VOTRE TÂCHE:
Quelles années figurent dans l'extrait de page ci-dessous ? Citez-les toutes, dans l'ordre où elles apparaissent.

EXTRAIT DE PAGE:
────────────────────────────────────────
Moonage Daydream : Rebel Rebel (mais pas trop)

Après Elvis, une autre icône de la pop culture moderne se retrouve en gros plan en 2022 : David Bowie, le caméléon aux mille pseudos, qui nous a quittés en 2016. Son parcours incroyable n’est pas synonyme de chef d’œuvre à l’écran. S’il a joué de son vivant dans des films cultes, Stardust, son biopic sorti en 2020, a été aussi mal accueilli par la critique que par le public, et a même été désavoué par les ayants droits du chanteur. Brett Morgen s’en est-il mieux tiré avec ce documentaire diffusé en avant-première au festival de Cannes ?
────────────────────────────────────────
EXTRAIT DE DONNÉES:
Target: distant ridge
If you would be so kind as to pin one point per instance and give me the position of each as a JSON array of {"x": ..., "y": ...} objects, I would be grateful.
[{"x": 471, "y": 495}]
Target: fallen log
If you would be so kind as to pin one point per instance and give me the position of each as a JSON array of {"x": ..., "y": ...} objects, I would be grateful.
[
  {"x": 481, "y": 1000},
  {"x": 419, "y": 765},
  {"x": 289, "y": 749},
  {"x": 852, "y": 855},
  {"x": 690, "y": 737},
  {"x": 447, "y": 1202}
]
────────────────────────────────────────
RÉPONSE:
2022, 2016, 2020